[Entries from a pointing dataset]
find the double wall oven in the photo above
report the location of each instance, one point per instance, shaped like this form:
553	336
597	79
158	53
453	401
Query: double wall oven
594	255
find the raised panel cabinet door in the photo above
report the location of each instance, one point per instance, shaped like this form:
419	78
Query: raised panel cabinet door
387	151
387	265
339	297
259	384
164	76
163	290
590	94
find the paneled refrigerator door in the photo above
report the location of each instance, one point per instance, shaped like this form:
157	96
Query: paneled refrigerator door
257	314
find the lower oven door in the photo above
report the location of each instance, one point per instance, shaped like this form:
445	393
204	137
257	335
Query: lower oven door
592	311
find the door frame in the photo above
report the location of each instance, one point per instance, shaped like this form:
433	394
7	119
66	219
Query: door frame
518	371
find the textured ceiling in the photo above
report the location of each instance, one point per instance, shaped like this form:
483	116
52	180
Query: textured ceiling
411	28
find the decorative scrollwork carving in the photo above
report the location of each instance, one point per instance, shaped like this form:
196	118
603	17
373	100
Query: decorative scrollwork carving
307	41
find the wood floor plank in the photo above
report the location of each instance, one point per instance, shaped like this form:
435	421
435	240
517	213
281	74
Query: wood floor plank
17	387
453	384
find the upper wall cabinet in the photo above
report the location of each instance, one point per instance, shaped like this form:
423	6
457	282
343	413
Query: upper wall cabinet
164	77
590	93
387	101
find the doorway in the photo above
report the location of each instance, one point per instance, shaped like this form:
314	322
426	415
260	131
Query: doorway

Exercise requirements>
Starting at the line that contains "find the decorative", print every line through the end of the listing, word for word. Leave out all the rest.

In response>
find the decorative scrollwork carving in the photo above
report the location of each instance, one point per instance, shaped like this form:
196	118
603	17
373	100
Query: decorative scrollwork carving
307	41
find the wood floor plank in the photo above
report the location of each instance, one point per instance, shaped like this form:
435	421
435	240
517	213
281	74
Query: wood floor plank
17	387
453	384
find the upper wall cabinet in the photo above
report the location of each instance, one point per instance, shaped like this form:
423	6
457	282
343	413
Query: upper wall cabinet
164	77
590	93
387	101
find the doorway in the photo above
report the location of each instance, one point per instance, shaped like this form:
314	322
426	415
260	131
Query: doorway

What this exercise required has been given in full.